_Work order 1_
Check each statement against the Pig Memorial text and mark it yes or no, quoting the exact words from the text that settle it: (a) The memorial was built in 1913. (b) The pig sculpture is carved from stone. (c) Prince Narisara Nuvadtivongs designed the memorial.
_Work order 2_
Extend the Pig Memorial text, picking up after its last sentence.

*** Opening Text block ***

Pig Memorial (อนุสาวรีย์หมู) is a memorial in Phra Borom Maha Ratchawang sub-district, Phra Nakhon district, Bangkok. It is located in the inner city or Rattanakosin Island which is a historic area of the city.

Pig Memorial was built in 1913, the year of Queen Saovabha Phongsri's 50th Birthday Anniversary. Its official name is "Sahachart Memorial" (อนุสาวรีย์สหชาติ), which refers to "The Memorial of Those Who Were Born in The Same Year", which were Prince Narisara Nuvadtivongs, Phraya Phiphat Kosa (Celestino Xavier), and Phraya Ratcha Songkhram (Kon Hongsakul), all of the three had jointly built the memorial as a gesture of gratitude to the queen. The pig sculpture of the memorial is made of gilded cast metal. Initially, the sculpture was resting on large stone pillars, which have since been replaced by a higher, mountain-shaped concrete base. Its purpose is to honor the year of the pig which was the queen's year of birth, as well as the three donors. The memorial was designed by Prince Narisara Nuvadtivongs, who was one of the donors.

*** Closing Text block ***
*** Opening Record extracts ***

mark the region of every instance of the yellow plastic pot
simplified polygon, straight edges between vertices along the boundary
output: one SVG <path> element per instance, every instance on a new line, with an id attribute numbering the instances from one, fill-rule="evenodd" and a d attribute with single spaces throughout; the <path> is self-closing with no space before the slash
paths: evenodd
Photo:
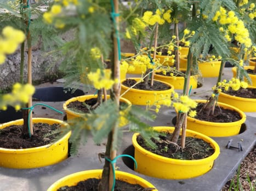
<path id="1" fill-rule="evenodd" d="M 253 66 L 244 66 L 244 69 L 248 70 L 248 69 L 251 69 L 251 70 L 254 70 L 254 67 Z M 232 71 L 233 71 L 233 76 L 234 77 L 236 77 L 236 67 L 233 67 L 232 68 Z M 249 76 L 250 76 L 251 79 L 252 80 L 252 86 L 256 87 L 256 75 L 253 75 L 253 74 L 248 74 Z M 247 80 L 246 80 L 246 78 L 244 77 L 244 81 L 247 82 Z"/>
<path id="2" fill-rule="evenodd" d="M 173 132 L 173 127 L 156 127 L 158 132 Z M 214 160 L 220 153 L 218 144 L 210 138 L 191 130 L 186 131 L 186 136 L 202 139 L 209 143 L 215 150 L 214 153 L 209 157 L 198 160 L 181 160 L 162 157 L 152 153 L 141 147 L 136 141 L 139 133 L 132 137 L 135 148 L 134 158 L 137 162 L 136 171 L 142 174 L 159 178 L 185 179 L 203 175 L 209 171 L 213 165 Z"/>
<path id="3" fill-rule="evenodd" d="M 96 95 L 95 95 L 95 96 L 94 95 L 85 95 L 85 96 L 81 96 L 72 98 L 66 100 L 63 104 L 63 109 L 66 111 L 66 113 L 67 114 L 67 119 L 68 120 L 71 120 L 76 117 L 81 117 L 83 115 L 83 114 L 81 113 L 75 112 L 75 111 L 72 111 L 69 109 L 67 107 L 67 105 L 68 105 L 70 103 L 73 102 L 75 101 L 84 102 L 84 101 L 87 100 L 92 99 L 92 98 L 96 98 L 96 97 L 97 97 Z M 107 99 L 109 99 L 110 97 L 110 96 L 109 95 L 107 96 Z M 120 102 L 124 102 L 129 106 L 132 105 L 132 103 L 130 103 L 130 102 L 124 98 L 120 98 Z M 125 111 L 123 111 L 123 112 L 125 113 Z M 126 121 L 125 118 L 122 117 L 122 118 L 120 120 L 119 125 L 120 127 L 123 127 L 125 126 L 127 123 L 127 121 Z"/>
<path id="4" fill-rule="evenodd" d="M 219 97 L 219 101 L 220 100 Z M 206 103 L 205 100 L 197 100 L 198 103 Z M 187 128 L 195 130 L 209 136 L 229 136 L 236 135 L 239 134 L 241 126 L 244 123 L 246 116 L 240 109 L 231 105 L 218 102 L 218 105 L 221 108 L 235 110 L 238 112 L 241 117 L 239 121 L 230 123 L 215 123 L 209 121 L 201 121 L 187 116 Z"/>
<path id="5" fill-rule="evenodd" d="M 250 88 L 256 88 L 255 87 Z M 256 112 L 256 99 L 245 98 L 220 92 L 219 101 L 232 105 L 244 112 Z"/>
<path id="6" fill-rule="evenodd" d="M 153 55 L 152 55 L 151 57 L 153 58 Z M 158 55 L 157 53 L 156 55 L 156 59 L 159 59 L 159 63 L 160 64 L 162 64 L 163 65 L 169 65 L 170 67 L 173 66 L 174 65 L 174 63 L 172 62 L 171 61 L 169 61 L 169 59 L 167 60 L 167 59 L 168 59 L 168 57 L 170 56 L 166 56 L 166 55 Z"/>
<path id="7" fill-rule="evenodd" d="M 253 61 L 253 60 L 254 61 Z M 254 67 L 255 65 L 255 64 L 256 64 L 256 61 L 256 61 L 256 57 L 251 58 L 249 59 L 249 65 Z"/>
<path id="8" fill-rule="evenodd" d="M 140 78 L 130 78 L 130 79 L 134 79 L 136 81 L 140 80 Z M 163 98 L 169 98 L 171 92 L 174 89 L 173 85 L 159 80 L 154 81 L 158 81 L 165 83 L 169 86 L 170 88 L 169 89 L 161 91 L 142 90 L 130 88 L 122 83 L 124 80 L 123 80 L 121 81 L 121 94 L 122 94 L 128 90 L 128 91 L 123 95 L 122 97 L 127 99 L 132 104 L 135 105 L 152 105 L 154 104 L 155 102 L 162 99 Z M 150 101 L 149 103 L 149 101 Z"/>
<path id="9" fill-rule="evenodd" d="M 134 56 L 135 54 L 134 53 L 121 53 L 122 56 L 125 57 L 130 57 Z M 133 65 L 133 61 L 128 62 L 129 64 Z M 135 69 L 133 71 L 127 71 L 127 74 L 141 74 L 146 72 L 146 68 L 143 65 L 134 65 Z M 121 78 L 121 80 L 124 79 L 125 78 Z"/>
<path id="10" fill-rule="evenodd" d="M 56 191 L 59 188 L 65 186 L 76 186 L 79 182 L 89 178 L 101 178 L 101 174 L 102 170 L 98 169 L 76 172 L 58 180 L 47 189 L 47 191 Z M 155 186 L 144 179 L 128 172 L 116 171 L 116 178 L 130 184 L 138 184 L 144 188 L 155 188 Z M 156 189 L 152 190 L 157 191 Z"/>
<path id="11" fill-rule="evenodd" d="M 183 71 L 183 70 L 181 70 Z M 184 69 L 183 71 L 185 71 Z M 164 81 L 172 85 L 175 89 L 183 89 L 184 86 L 184 77 L 181 76 L 170 76 L 163 75 L 160 75 L 155 73 L 154 79 Z M 189 87 L 192 86 L 192 88 L 195 89 L 197 87 L 197 80 L 195 76 L 192 76 L 190 77 Z"/>
<path id="12" fill-rule="evenodd" d="M 186 68 L 187 59 L 187 56 L 180 56 L 180 67 Z M 221 61 L 212 61 L 200 62 L 198 62 L 198 69 L 202 76 L 204 77 L 218 77 L 220 69 Z"/>
<path id="13" fill-rule="evenodd" d="M 144 47 L 143 49 L 144 51 L 147 51 L 147 49 L 146 47 Z M 151 53 L 150 56 L 153 58 L 153 54 Z M 169 60 L 167 61 L 167 58 L 169 57 L 170 56 L 167 55 L 159 55 L 157 54 L 157 52 L 156 55 L 156 59 L 159 60 L 159 63 L 162 64 L 163 65 L 169 65 L 169 66 L 173 66 L 174 65 L 174 63 L 172 63 L 171 61 Z"/>
<path id="14" fill-rule="evenodd" d="M 179 52 L 180 53 L 180 55 L 187 56 L 189 54 L 189 47 L 182 46 L 181 50 L 179 51 Z"/>
<path id="15" fill-rule="evenodd" d="M 48 124 L 67 123 L 55 119 L 34 118 L 33 123 Z M 22 125 L 23 120 L 13 121 L 0 124 L 0 129 L 12 125 Z M 50 165 L 59 163 L 67 158 L 68 141 L 71 132 L 65 135 L 54 143 L 40 147 L 9 149 L 0 148 L 0 166 L 15 169 L 31 169 Z"/>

*** Closing Record extracts ***

_Response area 1_
(a) Yes: "Pig Memorial was built in 1913"
(b) No: "The pig sculpture of the memorial is made of gilded cast metal."
(c) Yes: "The memorial was designed by Prince Narisara Nuvadtivongs, who was one of the donors."

_Response area 2_
Pi Kun Bridge or Thai called "Saphan Pi Kun" (สะพานปีกุน) or commonly "Saphan Mu" (สะพานหมู). The bridge was built in 1911, two years before the Pig Memorial. Its name refers to "The Bridge of Year of The Pig". Its structure is cemented adjacent to the memorial, which is located in the west of the bridge. Pi Kun Bridge is a pedestrian overpass across Khlong Khu Mueang Doem (old city moat), better known as Khlong Lot (tube canal) considered as a bridge over Khlong Lot that is between Saphan Hok and Saphan Chang Rong Si. The bridge has four decorative posts symbolizing birthday candles of the fourth cycle, with oval plates on each post representing the cycle of the birthday. Initially, it was unnamed until a Pig Memorial was built nearby.

At present, they have been registered as ancient monuments in Bangkok.